> Goal: Return the stretch of rows from the line containing "mark the region of every instance of the green vegetable" through the line containing "264 204 L 255", both ends included, copied character for character. Omit the pictures from your answer.
+---+
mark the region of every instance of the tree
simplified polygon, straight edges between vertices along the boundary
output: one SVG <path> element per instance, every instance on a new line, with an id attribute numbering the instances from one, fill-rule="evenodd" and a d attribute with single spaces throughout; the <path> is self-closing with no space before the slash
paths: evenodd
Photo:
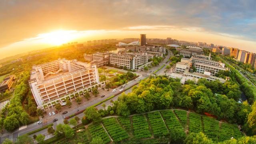
<path id="1" fill-rule="evenodd" d="M 16 142 L 17 144 L 34 144 L 32 138 L 28 136 L 27 134 L 22 135 L 18 137 L 18 140 Z"/>
<path id="2" fill-rule="evenodd" d="M 19 121 L 15 117 L 14 115 L 7 116 L 4 120 L 4 128 L 9 132 L 18 128 L 19 124 Z"/>
<path id="3" fill-rule="evenodd" d="M 44 144 L 44 138 L 45 138 L 45 136 L 42 134 L 39 134 L 37 135 L 36 136 L 36 140 L 38 142 L 39 144 Z"/>
<path id="4" fill-rule="evenodd" d="M 98 91 L 98 89 L 96 88 L 94 88 L 92 89 L 92 94 L 94 95 L 96 95 L 99 94 L 99 92 Z"/>
<path id="5" fill-rule="evenodd" d="M 90 99 L 90 93 L 89 93 L 89 92 L 88 91 L 86 91 L 84 93 L 84 98 L 86 99 L 87 100 L 89 100 Z"/>
<path id="6" fill-rule="evenodd" d="M 190 133 L 184 141 L 184 144 L 214 144 L 202 132 L 198 133 Z"/>
<path id="7" fill-rule="evenodd" d="M 50 126 L 48 127 L 48 129 L 47 129 L 47 132 L 48 133 L 50 134 L 53 134 L 55 132 L 55 130 L 53 128 L 52 126 Z"/>
<path id="8" fill-rule="evenodd" d="M 116 108 L 117 114 L 123 116 L 128 116 L 130 114 L 130 110 L 126 103 L 120 102 Z"/>
<path id="9" fill-rule="evenodd" d="M 92 140 L 90 143 L 90 144 L 102 144 L 104 143 L 103 140 L 99 137 L 95 137 L 92 138 Z"/>
<path id="10" fill-rule="evenodd" d="M 100 121 L 101 116 L 97 108 L 95 107 L 86 108 L 84 112 L 84 116 L 89 120 L 92 120 L 95 122 Z"/>
<path id="11" fill-rule="evenodd" d="M 72 105 L 72 103 L 68 99 L 68 98 L 67 98 L 66 100 L 66 105 L 69 108 L 71 107 L 71 105 Z"/>
<path id="12" fill-rule="evenodd" d="M 106 108 L 106 103 L 102 103 L 102 105 L 101 106 L 102 106 L 103 108 Z"/>
<path id="13" fill-rule="evenodd" d="M 2 144 L 13 144 L 13 142 L 9 139 L 6 138 L 4 140 L 4 141 L 2 143 Z"/>
<path id="14" fill-rule="evenodd" d="M 252 106 L 252 112 L 248 115 L 247 123 L 249 124 L 249 126 L 252 128 L 256 126 L 256 103 L 254 102 Z"/>
<path id="15" fill-rule="evenodd" d="M 76 120 L 75 120 L 76 121 Z M 63 130 L 65 134 L 65 137 L 67 138 L 71 138 L 75 134 L 75 132 L 70 126 L 67 124 L 63 125 Z"/>
<path id="16" fill-rule="evenodd" d="M 78 116 L 75 116 L 75 119 L 76 120 L 76 122 L 78 123 L 80 120 L 80 118 L 79 118 Z"/>
<path id="17" fill-rule="evenodd" d="M 77 124 L 77 122 L 74 118 L 72 118 L 69 121 L 69 123 L 70 124 L 72 125 L 75 126 Z"/>
<path id="18" fill-rule="evenodd" d="M 41 109 L 37 109 L 36 110 L 36 114 L 37 114 L 38 116 L 44 117 L 44 112 Z"/>
<path id="19" fill-rule="evenodd" d="M 186 134 L 181 128 L 174 128 L 170 132 L 170 139 L 172 143 L 183 144 L 186 138 Z"/>
<path id="20" fill-rule="evenodd" d="M 62 107 L 62 106 L 59 103 L 58 103 L 55 105 L 55 108 L 56 108 L 56 110 L 57 110 L 58 111 L 61 111 L 61 110 L 61 110 Z"/>
<path id="21" fill-rule="evenodd" d="M 78 104 L 78 105 L 80 105 L 81 103 L 82 102 L 82 98 L 80 97 L 77 97 L 76 99 L 76 103 Z"/>
<path id="22" fill-rule="evenodd" d="M 64 120 L 63 120 L 63 122 L 65 124 L 68 124 L 69 123 L 69 122 L 68 121 L 68 120 L 65 119 Z"/>

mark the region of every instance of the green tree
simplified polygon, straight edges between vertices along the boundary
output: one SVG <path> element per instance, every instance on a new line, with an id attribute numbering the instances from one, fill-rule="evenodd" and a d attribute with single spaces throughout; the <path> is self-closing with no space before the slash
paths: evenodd
<path id="1" fill-rule="evenodd" d="M 81 103 L 82 102 L 82 98 L 81 97 L 76 97 L 76 103 L 77 103 L 78 104 L 78 105 L 80 105 L 81 104 Z"/>
<path id="2" fill-rule="evenodd" d="M 19 125 L 19 121 L 14 115 L 7 116 L 4 120 L 4 128 L 8 131 L 12 131 L 17 128 Z"/>
<path id="3" fill-rule="evenodd" d="M 67 98 L 66 100 L 66 105 L 67 105 L 67 106 L 68 107 L 70 108 L 71 107 L 71 105 L 72 105 L 72 103 L 71 103 L 71 102 L 69 100 L 69 99 L 68 99 L 68 98 Z"/>
<path id="4" fill-rule="evenodd" d="M 76 122 L 78 122 L 79 121 L 79 120 L 80 120 L 80 118 L 79 118 L 79 117 L 77 116 L 75 116 L 74 118 L 76 120 Z"/>
<path id="5" fill-rule="evenodd" d="M 18 140 L 16 143 L 17 144 L 34 144 L 32 138 L 28 136 L 26 134 L 22 135 L 18 137 Z"/>
<path id="6" fill-rule="evenodd" d="M 41 109 L 38 108 L 37 109 L 36 114 L 37 114 L 37 115 L 39 116 L 41 116 L 42 117 L 44 117 L 44 112 Z"/>
<path id="7" fill-rule="evenodd" d="M 97 108 L 95 107 L 89 107 L 86 108 L 84 112 L 84 116 L 87 119 L 92 120 L 95 122 L 100 121 L 101 116 Z"/>
<path id="8" fill-rule="evenodd" d="M 55 130 L 53 128 L 52 126 L 50 126 L 48 127 L 47 129 L 47 132 L 49 134 L 53 134 L 55 131 Z"/>
<path id="9" fill-rule="evenodd" d="M 95 137 L 92 138 L 92 140 L 90 143 L 90 144 L 102 144 L 104 143 L 103 140 L 99 137 Z"/>
<path id="10" fill-rule="evenodd" d="M 63 120 L 63 122 L 65 124 L 68 124 L 69 123 L 69 122 L 68 121 L 68 120 L 65 119 L 64 120 Z"/>
<path id="11" fill-rule="evenodd" d="M 174 128 L 170 132 L 170 139 L 172 143 L 183 144 L 186 138 L 184 130 L 180 128 Z"/>
<path id="12" fill-rule="evenodd" d="M 77 124 L 77 122 L 74 118 L 72 118 L 69 121 L 69 123 L 70 124 L 72 125 L 76 126 L 76 124 Z"/>
<path id="13" fill-rule="evenodd" d="M 6 138 L 5 140 L 4 140 L 4 142 L 3 142 L 3 143 L 2 143 L 2 144 L 13 144 L 13 142 L 12 142 L 12 141 L 8 138 Z"/>
<path id="14" fill-rule="evenodd" d="M 127 105 L 124 102 L 119 103 L 116 108 L 116 113 L 117 114 L 123 116 L 128 116 L 130 114 Z"/>
<path id="15" fill-rule="evenodd" d="M 45 136 L 42 134 L 39 134 L 37 135 L 36 140 L 38 142 L 39 144 L 44 144 L 44 138 Z"/>
<path id="16" fill-rule="evenodd" d="M 57 110 L 58 111 L 61 111 L 61 110 L 62 107 L 62 106 L 59 103 L 58 103 L 55 105 L 55 108 L 56 108 L 56 110 Z"/>
<path id="17" fill-rule="evenodd" d="M 184 141 L 184 144 L 214 144 L 202 132 L 198 133 L 190 133 Z"/>
<path id="18" fill-rule="evenodd" d="M 89 92 L 88 91 L 86 91 L 84 93 L 84 98 L 86 99 L 87 100 L 89 100 L 90 99 L 90 93 L 89 93 Z"/>

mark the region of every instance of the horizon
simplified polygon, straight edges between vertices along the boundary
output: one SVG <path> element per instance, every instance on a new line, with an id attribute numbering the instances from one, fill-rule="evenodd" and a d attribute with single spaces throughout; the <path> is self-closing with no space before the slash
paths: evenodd
<path id="1" fill-rule="evenodd" d="M 72 41 L 142 33 L 256 53 L 255 5 L 253 0 L 2 1 L 0 59 Z"/>

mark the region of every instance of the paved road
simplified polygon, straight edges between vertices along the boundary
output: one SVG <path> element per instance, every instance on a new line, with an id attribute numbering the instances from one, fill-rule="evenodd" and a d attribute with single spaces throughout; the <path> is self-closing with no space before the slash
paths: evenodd
<path id="1" fill-rule="evenodd" d="M 161 67 L 161 66 L 163 65 L 165 65 L 164 67 L 161 69 L 158 72 L 157 72 L 156 73 L 156 75 L 164 74 L 164 70 L 165 70 L 164 68 L 167 65 L 166 63 L 166 61 L 168 61 L 168 59 L 170 58 L 170 56 L 172 55 L 173 55 L 172 52 L 171 51 L 169 51 L 168 55 L 162 61 L 162 62 L 160 63 L 159 66 L 158 67 L 155 67 L 151 69 L 150 71 L 152 71 L 152 72 L 151 73 L 148 73 L 148 72 L 145 72 L 145 71 L 137 72 L 137 73 L 139 73 L 140 75 L 138 78 L 136 79 L 135 80 L 129 82 L 128 83 L 126 84 L 126 87 L 130 87 L 131 86 L 134 85 L 135 84 L 139 82 L 140 81 L 140 80 L 143 79 L 147 77 L 148 77 L 150 75 L 150 74 L 151 74 L 154 71 L 156 70 L 156 69 L 158 69 L 159 67 Z M 168 64 L 169 63 L 167 63 Z M 125 91 L 125 93 L 126 94 L 128 93 L 130 93 L 132 89 L 131 88 L 130 89 L 126 91 Z M 80 110 L 84 110 L 87 107 L 92 106 L 93 105 L 98 102 L 101 102 L 103 100 L 106 99 L 108 97 L 113 95 L 114 95 L 115 94 L 118 93 L 119 92 L 119 89 L 118 89 L 117 91 L 114 93 L 110 92 L 108 93 L 106 93 L 105 94 L 105 97 L 102 98 L 99 98 L 99 99 L 97 99 L 93 101 L 90 102 L 90 103 L 86 103 L 83 105 L 80 106 L 80 107 L 77 108 L 74 108 L 72 110 L 69 111 L 68 112 L 65 114 L 56 115 L 55 116 L 56 118 L 58 119 L 58 120 L 56 122 L 53 122 L 54 128 L 55 129 L 56 128 L 56 126 L 57 124 L 63 124 L 63 121 L 65 117 L 77 112 L 77 110 L 78 109 Z M 118 97 L 121 95 L 121 94 L 119 94 L 118 95 L 111 99 L 108 100 L 108 101 L 105 102 L 105 103 L 106 103 L 106 105 L 107 106 L 106 107 L 107 107 L 108 106 L 110 105 L 111 105 L 110 103 L 110 101 L 111 99 L 113 101 L 116 101 L 118 99 Z M 96 107 L 97 108 L 98 108 L 98 109 L 100 109 L 103 108 L 102 106 L 101 106 L 101 105 L 97 106 Z M 82 113 L 81 114 L 80 114 L 76 115 L 76 116 L 78 116 L 79 118 L 81 118 L 84 116 L 84 114 L 83 113 Z M 70 119 L 69 120 L 70 120 Z M 12 137 L 12 136 L 13 136 L 13 138 L 14 138 L 14 140 L 16 138 L 17 138 L 20 136 L 21 136 L 22 135 L 26 134 L 38 128 L 42 128 L 45 126 L 47 126 L 51 123 L 52 123 L 52 122 L 51 121 L 50 121 L 47 122 L 46 123 L 38 125 L 37 124 L 37 122 L 35 122 L 34 123 L 26 126 L 26 127 L 22 129 L 20 129 L 21 128 L 20 128 L 20 130 L 17 129 L 15 131 L 14 131 L 12 133 L 9 134 L 5 134 L 5 135 L 6 135 L 5 136 L 5 137 L 9 138 L 10 138 L 11 137 Z M 48 135 L 48 132 L 47 132 L 47 128 L 45 129 L 44 130 L 41 130 L 39 132 L 38 132 L 36 133 L 35 134 L 41 134 Z M 33 135 L 34 134 L 32 134 L 32 135 Z M 47 136 L 49 136 L 48 135 Z M 2 138 L 4 138 L 4 137 L 5 137 L 4 136 L 3 136 L 3 137 L 2 137 Z"/>

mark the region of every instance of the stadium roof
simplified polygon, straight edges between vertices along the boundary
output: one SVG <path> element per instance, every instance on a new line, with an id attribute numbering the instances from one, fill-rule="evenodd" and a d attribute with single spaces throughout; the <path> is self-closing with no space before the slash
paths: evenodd
<path id="1" fill-rule="evenodd" d="M 176 44 L 170 44 L 170 45 L 167 45 L 169 47 L 180 47 L 180 46 L 178 45 L 176 45 Z"/>

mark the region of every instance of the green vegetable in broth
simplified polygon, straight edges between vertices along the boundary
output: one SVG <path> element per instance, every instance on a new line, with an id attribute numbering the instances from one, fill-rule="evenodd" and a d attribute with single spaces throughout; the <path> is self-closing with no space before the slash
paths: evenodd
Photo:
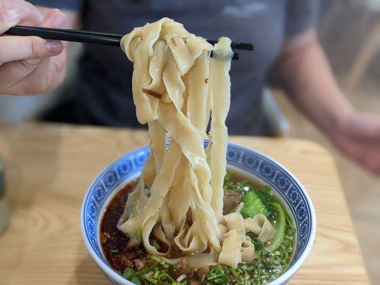
<path id="1" fill-rule="evenodd" d="M 276 224 L 274 224 L 274 228 L 276 229 L 276 234 L 274 237 L 270 242 L 270 244 L 265 247 L 265 250 L 268 252 L 274 252 L 279 248 L 284 239 L 285 235 L 285 227 L 286 227 L 286 220 L 285 220 L 285 212 L 282 206 L 279 203 L 274 202 L 272 203 L 272 207 L 276 210 Z"/>
<path id="2" fill-rule="evenodd" d="M 235 199 L 233 205 L 245 203 L 241 210 L 245 218 L 265 214 L 275 229 L 274 237 L 268 242 L 261 242 L 253 232 L 247 234 L 255 244 L 255 260 L 252 262 L 240 264 L 237 269 L 217 264 L 200 271 L 190 269 L 185 273 L 178 264 L 171 264 L 161 256 L 147 253 L 141 243 L 137 248 L 127 250 L 125 245 L 128 237 L 113 223 L 123 212 L 128 189 L 124 192 L 121 190 L 114 198 L 102 219 L 101 233 L 108 237 L 101 239 L 107 260 L 120 275 L 137 285 L 264 285 L 271 282 L 284 272 L 292 260 L 296 234 L 292 219 L 269 186 L 247 182 L 228 172 L 224 187 L 225 197 Z M 136 239 L 142 239 L 141 230 L 138 231 Z M 154 237 L 151 243 L 157 249 L 163 246 Z M 170 254 L 175 258 L 173 255 L 178 253 Z M 130 263 L 125 263 L 125 259 Z M 137 267 L 138 263 L 141 266 Z"/>
<path id="3" fill-rule="evenodd" d="M 264 204 L 255 188 L 252 188 L 245 193 L 242 202 L 244 203 L 244 207 L 240 213 L 244 218 L 253 217 L 257 214 L 262 214 L 265 217 L 268 217 L 268 209 Z"/>

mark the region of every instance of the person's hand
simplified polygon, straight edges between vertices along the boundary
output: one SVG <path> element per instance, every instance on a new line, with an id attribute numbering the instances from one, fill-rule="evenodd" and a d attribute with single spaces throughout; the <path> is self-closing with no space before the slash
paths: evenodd
<path id="1" fill-rule="evenodd" d="M 43 19 L 26 1 L 0 0 L 0 94 L 46 93 L 63 81 L 66 53 L 62 42 L 1 34 L 17 24 L 63 28 L 65 18 L 55 9 Z"/>
<path id="2" fill-rule="evenodd" d="M 380 115 L 352 110 L 329 136 L 344 154 L 380 175 Z"/>

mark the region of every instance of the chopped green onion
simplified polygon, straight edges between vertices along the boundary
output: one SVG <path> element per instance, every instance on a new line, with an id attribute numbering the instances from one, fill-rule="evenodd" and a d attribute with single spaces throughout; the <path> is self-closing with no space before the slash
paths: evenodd
<path id="1" fill-rule="evenodd" d="M 157 284 L 157 282 L 158 282 L 158 280 L 155 279 L 154 278 L 150 277 L 148 275 L 143 275 L 143 278 L 149 282 L 152 283 L 153 284 Z"/>
<path id="2" fill-rule="evenodd" d="M 140 280 L 138 280 L 138 278 L 137 278 L 136 276 L 132 277 L 130 281 L 136 285 L 141 285 Z"/>
<path id="3" fill-rule="evenodd" d="M 234 276 L 237 277 L 237 271 L 235 269 L 235 268 L 231 267 L 230 269 L 230 271 Z"/>
<path id="4" fill-rule="evenodd" d="M 142 258 L 144 257 L 144 252 L 142 250 L 137 250 L 136 254 L 138 257 Z"/>

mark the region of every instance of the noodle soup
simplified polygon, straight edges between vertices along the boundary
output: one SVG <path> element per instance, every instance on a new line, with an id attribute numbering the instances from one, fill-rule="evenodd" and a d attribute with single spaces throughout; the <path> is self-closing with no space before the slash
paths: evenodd
<path id="1" fill-rule="evenodd" d="M 265 284 L 281 275 L 292 259 L 295 229 L 285 207 L 268 186 L 230 172 L 225 177 L 223 214 L 240 212 L 245 219 L 263 214 L 275 229 L 272 239 L 265 242 L 252 232 L 247 234 L 255 244 L 254 260 L 240 263 L 237 269 L 217 264 L 200 267 L 192 261 L 193 254 L 176 247 L 172 247 L 168 258 L 148 254 L 141 233 L 130 238 L 117 227 L 135 185 L 135 181 L 129 183 L 108 205 L 100 240 L 109 264 L 136 284 Z M 150 239 L 158 250 L 165 250 L 165 243 L 159 237 L 152 234 Z"/>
+---+
> Solution to the problem:
mark the region of every instance of the green vegetable in broth
simplified polygon, straight edges between vertices along the boundary
output: one SVG <path> element per instance, every instance on a new line, with an id attribute numbering the instances from one, fill-rule="evenodd" and a d attribute with single spaces throughout; the <path> is self-closing with no space before the slash
paths: evenodd
Photo:
<path id="1" fill-rule="evenodd" d="M 276 224 L 274 224 L 274 228 L 276 229 L 276 234 L 274 237 L 270 242 L 270 244 L 265 247 L 265 250 L 268 252 L 274 252 L 279 248 L 284 239 L 285 235 L 285 227 L 286 227 L 286 220 L 285 220 L 285 212 L 282 206 L 279 203 L 274 202 L 272 203 L 272 207 L 276 210 Z"/>
<path id="2" fill-rule="evenodd" d="M 235 199 L 233 205 L 245 203 L 241 210 L 245 218 L 265 214 L 275 229 L 274 237 L 268 242 L 261 242 L 253 232 L 247 234 L 255 244 L 255 260 L 252 262 L 240 264 L 237 269 L 217 264 L 200 271 L 190 269 L 185 273 L 178 264 L 171 264 L 161 256 L 147 253 L 141 243 L 137 248 L 127 250 L 125 245 L 128 237 L 113 223 L 123 212 L 128 189 L 124 192 L 121 190 L 114 198 L 102 219 L 101 233 L 108 237 L 101 239 L 107 260 L 120 275 L 137 285 L 264 285 L 271 282 L 284 272 L 292 260 L 296 234 L 292 219 L 269 186 L 247 182 L 228 172 L 224 187 L 225 197 Z M 136 239 L 142 239 L 141 230 L 138 231 Z M 154 237 L 151 243 L 157 249 L 163 246 Z M 170 254 L 175 258 L 173 255 L 178 253 Z M 130 263 L 125 263 L 125 259 Z M 137 267 L 138 263 L 141 266 Z"/>
<path id="3" fill-rule="evenodd" d="M 264 204 L 255 188 L 252 188 L 245 193 L 242 202 L 244 203 L 244 207 L 240 213 L 244 218 L 253 217 L 257 214 L 262 214 L 265 217 L 268 217 L 268 209 Z"/>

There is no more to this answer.